**Extrait choisi:**
◇ ◇ ◇ ◇

Cet article est une contribution à la version numérique enrichie de la Tribune Fonda n°245. Il ne figure pas dans la revue papier.
La 27e Région est un ovni. Elle est le fruit d’une idée un peu folle lancée sous le radar en 2007 par un petit groupe de personnes, toutes passionnées par l’action publique, et qui se posaient ce genre de questions étranges : « Comment recréer un désir de politiques publiques, à contre-courant des représentations étriquées que nous en avons ? Et si la réforme de l’État était un concept dépassé ? Et si l’on inventait une nouvelle culture de l’action publique, et qu’elle s’inspirait de l’innovation sociale, du design et des communs ? Et s’il était possible d’agir méthodiquement, pas à pas, pour transformer le secteur public ? ».
Dix ans plus tard, nous existons toujours ─ une prouesse en soi ! ─ et nous continuons à nous poser ces questions et bien d’autres encore. Mais entre temps, nous avons conduit un grand nombre d’expériences, à l’instar de « La Transfo » (cf. plus bas), qui nous ont permis de répondre à certaines d’entre elles. Ainsi avons-nous avons creusé, avec d’autres, un sillon dans lequel de nombreuses collectivités, institutions et professionnels cherchent dorénavant à s’inscrire.
Or, nous n’avons pu le faire que parce que nous nous sommes inscrits en marge du marché. En 2007, aucun consultant, expert, acheteur public ou même chercheur n’aurait parié sur le potentiel du design dans la transformation du secteur public. C’est parce nous avions fait le choix de nous situer en marge du marché, dans une activité associative sans but lucratif, que nous avons pu faire l’hypothèse du design mais surtout la mettre à l’épreuve, conduire des expériences de terrain, en tirer des enseignements et les partager avec d’autres, jusqu’à ce qu’elles s’imposent à tous comme c’est le cas aujourd’hui.
Aujourd’hui, notre expérience comme celle d’autres « ovni » dans lesquelles nous nous reconnaissons1 nous permet de penser qu’il existe des voies plus fécondes et pérennes que celles proposées par les secteurs financiarisés (consulting de masse, start-ups, mais aussi et de plus en plus économie collaborative) pour produire et partager à grande échelle des connaissances, des ingénieries et des solutions nouvelles en réponse à nos problèmes les plus pressants.

◇ ◇ ◇ ◇

**Entrées fournies:**
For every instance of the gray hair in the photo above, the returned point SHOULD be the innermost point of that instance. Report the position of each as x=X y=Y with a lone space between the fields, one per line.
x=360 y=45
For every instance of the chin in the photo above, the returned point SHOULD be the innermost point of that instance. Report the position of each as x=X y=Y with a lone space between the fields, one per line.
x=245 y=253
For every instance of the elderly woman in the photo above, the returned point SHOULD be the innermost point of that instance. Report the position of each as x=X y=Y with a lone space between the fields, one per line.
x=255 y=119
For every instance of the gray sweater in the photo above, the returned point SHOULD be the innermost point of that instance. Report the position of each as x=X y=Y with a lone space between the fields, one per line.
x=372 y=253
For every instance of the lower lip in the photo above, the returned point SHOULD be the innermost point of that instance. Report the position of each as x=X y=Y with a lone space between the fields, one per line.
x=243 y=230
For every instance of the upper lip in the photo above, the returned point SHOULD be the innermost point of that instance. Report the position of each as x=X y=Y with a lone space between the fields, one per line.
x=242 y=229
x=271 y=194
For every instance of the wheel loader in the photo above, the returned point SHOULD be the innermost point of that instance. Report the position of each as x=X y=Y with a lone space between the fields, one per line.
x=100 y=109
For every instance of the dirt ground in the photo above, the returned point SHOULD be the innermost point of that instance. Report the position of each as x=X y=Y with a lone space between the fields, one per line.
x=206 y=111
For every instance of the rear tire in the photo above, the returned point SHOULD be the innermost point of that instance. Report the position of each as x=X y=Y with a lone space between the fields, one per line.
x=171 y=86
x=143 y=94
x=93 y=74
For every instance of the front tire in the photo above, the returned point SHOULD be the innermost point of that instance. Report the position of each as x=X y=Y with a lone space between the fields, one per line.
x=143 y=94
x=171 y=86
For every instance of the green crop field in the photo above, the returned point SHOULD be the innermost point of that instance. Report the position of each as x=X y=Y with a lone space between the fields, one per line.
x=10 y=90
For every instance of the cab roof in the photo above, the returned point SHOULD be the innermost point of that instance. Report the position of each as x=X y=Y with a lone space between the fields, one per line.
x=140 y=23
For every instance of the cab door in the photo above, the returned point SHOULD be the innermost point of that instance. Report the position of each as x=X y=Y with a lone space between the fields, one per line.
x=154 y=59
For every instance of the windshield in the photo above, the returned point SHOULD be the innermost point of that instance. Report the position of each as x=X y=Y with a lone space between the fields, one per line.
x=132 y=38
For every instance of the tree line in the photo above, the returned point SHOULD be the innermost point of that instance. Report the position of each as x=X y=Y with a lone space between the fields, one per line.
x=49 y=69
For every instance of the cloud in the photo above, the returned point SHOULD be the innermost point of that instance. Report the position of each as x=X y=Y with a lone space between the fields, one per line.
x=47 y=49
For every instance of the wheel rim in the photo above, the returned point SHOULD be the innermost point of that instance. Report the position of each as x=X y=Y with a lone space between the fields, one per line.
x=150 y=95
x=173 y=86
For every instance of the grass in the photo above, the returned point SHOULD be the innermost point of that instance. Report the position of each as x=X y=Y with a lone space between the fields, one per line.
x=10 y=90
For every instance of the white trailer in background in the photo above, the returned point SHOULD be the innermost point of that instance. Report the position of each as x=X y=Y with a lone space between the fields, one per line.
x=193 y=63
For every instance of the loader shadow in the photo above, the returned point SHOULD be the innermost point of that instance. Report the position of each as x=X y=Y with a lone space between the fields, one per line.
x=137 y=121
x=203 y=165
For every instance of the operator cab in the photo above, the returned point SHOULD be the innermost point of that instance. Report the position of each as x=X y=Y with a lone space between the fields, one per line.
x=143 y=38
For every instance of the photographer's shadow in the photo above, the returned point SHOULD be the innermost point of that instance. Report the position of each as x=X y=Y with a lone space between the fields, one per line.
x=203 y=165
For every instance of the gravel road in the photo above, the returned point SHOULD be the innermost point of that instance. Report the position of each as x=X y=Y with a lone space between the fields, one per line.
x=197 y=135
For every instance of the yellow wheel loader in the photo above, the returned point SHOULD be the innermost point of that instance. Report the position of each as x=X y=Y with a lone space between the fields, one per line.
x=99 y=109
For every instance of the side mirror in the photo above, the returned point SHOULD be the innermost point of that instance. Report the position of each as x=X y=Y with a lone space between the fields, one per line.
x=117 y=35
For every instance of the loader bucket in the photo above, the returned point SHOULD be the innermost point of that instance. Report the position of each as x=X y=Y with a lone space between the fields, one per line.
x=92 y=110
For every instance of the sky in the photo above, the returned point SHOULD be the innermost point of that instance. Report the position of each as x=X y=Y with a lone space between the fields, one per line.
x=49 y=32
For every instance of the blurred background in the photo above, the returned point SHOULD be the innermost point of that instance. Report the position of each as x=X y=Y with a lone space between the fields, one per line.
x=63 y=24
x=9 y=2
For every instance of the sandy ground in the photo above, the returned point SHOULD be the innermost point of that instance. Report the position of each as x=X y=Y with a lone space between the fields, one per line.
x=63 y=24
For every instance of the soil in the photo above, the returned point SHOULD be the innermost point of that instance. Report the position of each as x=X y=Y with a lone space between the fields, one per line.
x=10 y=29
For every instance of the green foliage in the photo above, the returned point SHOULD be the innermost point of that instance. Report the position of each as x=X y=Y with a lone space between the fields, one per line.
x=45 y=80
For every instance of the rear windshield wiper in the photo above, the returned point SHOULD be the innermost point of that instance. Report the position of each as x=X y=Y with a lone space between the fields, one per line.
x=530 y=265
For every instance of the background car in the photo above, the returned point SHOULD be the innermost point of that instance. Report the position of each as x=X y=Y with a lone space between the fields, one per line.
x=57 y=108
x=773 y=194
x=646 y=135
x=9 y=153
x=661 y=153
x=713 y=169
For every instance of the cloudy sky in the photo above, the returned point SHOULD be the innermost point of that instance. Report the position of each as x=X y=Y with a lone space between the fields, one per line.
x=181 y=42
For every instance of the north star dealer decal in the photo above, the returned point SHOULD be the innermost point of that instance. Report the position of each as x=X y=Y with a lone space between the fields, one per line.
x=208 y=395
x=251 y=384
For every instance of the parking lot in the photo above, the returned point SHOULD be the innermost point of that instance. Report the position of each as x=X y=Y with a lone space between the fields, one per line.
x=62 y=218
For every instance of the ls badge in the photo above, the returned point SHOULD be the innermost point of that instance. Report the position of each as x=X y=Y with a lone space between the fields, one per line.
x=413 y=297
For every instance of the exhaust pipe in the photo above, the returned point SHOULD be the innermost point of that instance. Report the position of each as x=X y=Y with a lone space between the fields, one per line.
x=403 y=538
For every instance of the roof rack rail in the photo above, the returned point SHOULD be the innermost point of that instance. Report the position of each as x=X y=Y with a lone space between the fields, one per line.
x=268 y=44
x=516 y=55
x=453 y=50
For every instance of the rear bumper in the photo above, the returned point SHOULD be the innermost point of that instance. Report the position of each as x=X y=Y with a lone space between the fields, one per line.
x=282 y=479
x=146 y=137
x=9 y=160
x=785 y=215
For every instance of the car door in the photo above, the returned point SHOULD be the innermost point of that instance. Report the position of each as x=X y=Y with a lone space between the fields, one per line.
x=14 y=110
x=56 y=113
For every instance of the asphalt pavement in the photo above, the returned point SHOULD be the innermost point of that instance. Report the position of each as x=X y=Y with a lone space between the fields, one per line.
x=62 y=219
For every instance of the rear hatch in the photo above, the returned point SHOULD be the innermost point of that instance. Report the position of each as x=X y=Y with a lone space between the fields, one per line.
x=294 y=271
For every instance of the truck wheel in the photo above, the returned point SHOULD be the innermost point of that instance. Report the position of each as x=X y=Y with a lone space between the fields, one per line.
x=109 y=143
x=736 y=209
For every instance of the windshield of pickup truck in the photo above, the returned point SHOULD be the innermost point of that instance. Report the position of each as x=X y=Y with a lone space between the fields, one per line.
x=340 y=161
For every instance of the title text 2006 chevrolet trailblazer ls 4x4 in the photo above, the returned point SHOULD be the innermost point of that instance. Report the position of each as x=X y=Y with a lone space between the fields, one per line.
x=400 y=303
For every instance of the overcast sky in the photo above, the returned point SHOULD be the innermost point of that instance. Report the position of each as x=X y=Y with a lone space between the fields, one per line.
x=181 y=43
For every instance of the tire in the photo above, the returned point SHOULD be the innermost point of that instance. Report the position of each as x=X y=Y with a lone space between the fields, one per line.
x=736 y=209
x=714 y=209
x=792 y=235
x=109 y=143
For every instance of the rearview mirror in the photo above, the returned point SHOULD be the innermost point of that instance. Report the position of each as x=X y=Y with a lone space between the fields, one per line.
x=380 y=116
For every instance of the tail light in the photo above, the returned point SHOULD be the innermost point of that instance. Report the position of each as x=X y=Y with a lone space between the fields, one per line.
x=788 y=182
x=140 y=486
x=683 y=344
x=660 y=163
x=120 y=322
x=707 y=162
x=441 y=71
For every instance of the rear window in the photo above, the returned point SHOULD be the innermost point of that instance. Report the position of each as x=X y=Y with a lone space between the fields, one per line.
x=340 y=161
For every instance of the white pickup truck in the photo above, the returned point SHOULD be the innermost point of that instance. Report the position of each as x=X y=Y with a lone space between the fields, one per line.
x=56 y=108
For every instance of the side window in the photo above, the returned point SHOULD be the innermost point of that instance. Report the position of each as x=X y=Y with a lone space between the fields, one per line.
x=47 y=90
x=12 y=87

◇ ◇ ◇ ◇

**À faire:**
- a) Citez le passage de l'extrait sur La 27e Région en commençant par « Or, nous n’avons » et en poursuivant jusqu'à « le cas aujourd’hui. ».
- b) Imprimez à l'identique les lignes des enregistrements, depuis leur toute première ligne jusqu'à la ligne contenant « x=243 y=230 », celle-ci comprise.

**Exercice corrigé:**
- a)
Or, nous n’avons pu le faire que parce que nous nous sommes inscrits en marge du marché. En 2007, aucun consultant, expert, acheteur public ou même chercheur n’aurait parié sur le potentiel du design dans la transformation du secteur public. C’est parce nous avions fait le choix de nous situer en marge du marché, dans une activité associative sans but lucratif, que nous avons pu faire l’hypothèse du design mais surtout la mettre à l’épreuve, conduire des expériences de terrain, en tirer des enseignements et les partager avec d’autres, jusqu’à ce qu’elles s’imposent à tous comme c’est le cas aujourd’hui.

- b)
For every instance of the gray hair in the photo above, the returned point SHOULD be the innermost point of that instance. Report the position of each as x=X y=Y with a lone space between the fields, one per line.
x=360 y=45
For every instance of the chin in the photo above, the returned point SHOULD be the innermost point of that instance. Report the position of each as x=X y=Y with a lone space between the fields, one per line.
x=245 y=253
For every instance of the elderly woman in the photo above, the returned point SHOULD be the innermost point of that instance. Report the position of each as x=X y=Y with a lone space between the fields, one per line.
x=255 y=119
For every instance of the gray sweater in the photo above, the returned point SHOULD be the innermost point of that instance. Report the position of each as x=X y=Y with a lone space between the fields, one per line.
x=372 y=253
For every instance of the lower lip in the photo above, the returned point SHOULD be the innermost point of that instance. Report the position of each as x=X y=Y with a lone space between the fields, one per line.
x=243 y=230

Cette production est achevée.